_TASK TO COMPLETE_:
Please turn the lines below into a numbered list, leaving out any blank lines.
++++ DATASET ENTRIES
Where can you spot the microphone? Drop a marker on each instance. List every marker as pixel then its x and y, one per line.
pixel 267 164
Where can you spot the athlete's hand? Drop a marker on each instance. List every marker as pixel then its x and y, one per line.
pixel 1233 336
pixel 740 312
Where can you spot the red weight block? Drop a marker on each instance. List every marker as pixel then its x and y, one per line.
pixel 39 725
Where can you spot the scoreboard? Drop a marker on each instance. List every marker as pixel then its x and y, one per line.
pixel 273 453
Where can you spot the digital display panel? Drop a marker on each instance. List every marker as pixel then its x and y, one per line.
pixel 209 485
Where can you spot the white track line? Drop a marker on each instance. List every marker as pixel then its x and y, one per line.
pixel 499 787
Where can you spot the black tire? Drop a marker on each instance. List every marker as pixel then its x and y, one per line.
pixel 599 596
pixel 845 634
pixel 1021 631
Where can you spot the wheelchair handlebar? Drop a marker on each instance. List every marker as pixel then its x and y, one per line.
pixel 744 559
++++++++
_REPLY_:
1. Where can you spot the microphone? Drop a marker on each instance. List every marker as pixel then its x and y, one per line.
2. pixel 267 164
3. Where can you spot the athlete's hand? Drop a marker on each instance. List every marker as pixel then its x and y, one per line.
4. pixel 1233 336
5. pixel 740 312
6. Where can you spot the red weight block? Drop a marker on each instance. List every marker as pixel then its x and y, one per line.
7. pixel 39 725
8. Where can you spot the scoreboard? Drop a marker on each instance. List every marker as pixel then its x and y, one per line.
9. pixel 273 453
10. Where can you spot the digital display panel? Drop a marker on each instance. List every marker as pixel then its x and y, one per line.
11. pixel 209 485
12. Where can you spot the white track line? Drop a marker on each instance. List every marker as pixel then its x and y, one per line.
13. pixel 499 787
14. Where can you spot the black tire? Drop a marker on each instance. List every marker as pixel then its x and y, one per line.
15. pixel 599 596
16. pixel 845 634
17. pixel 1021 631
18. Where can you spot the wheelchair handlebar? Drop a marker on each instance. List every marker as pixel then its x and y, one per line.
19. pixel 744 559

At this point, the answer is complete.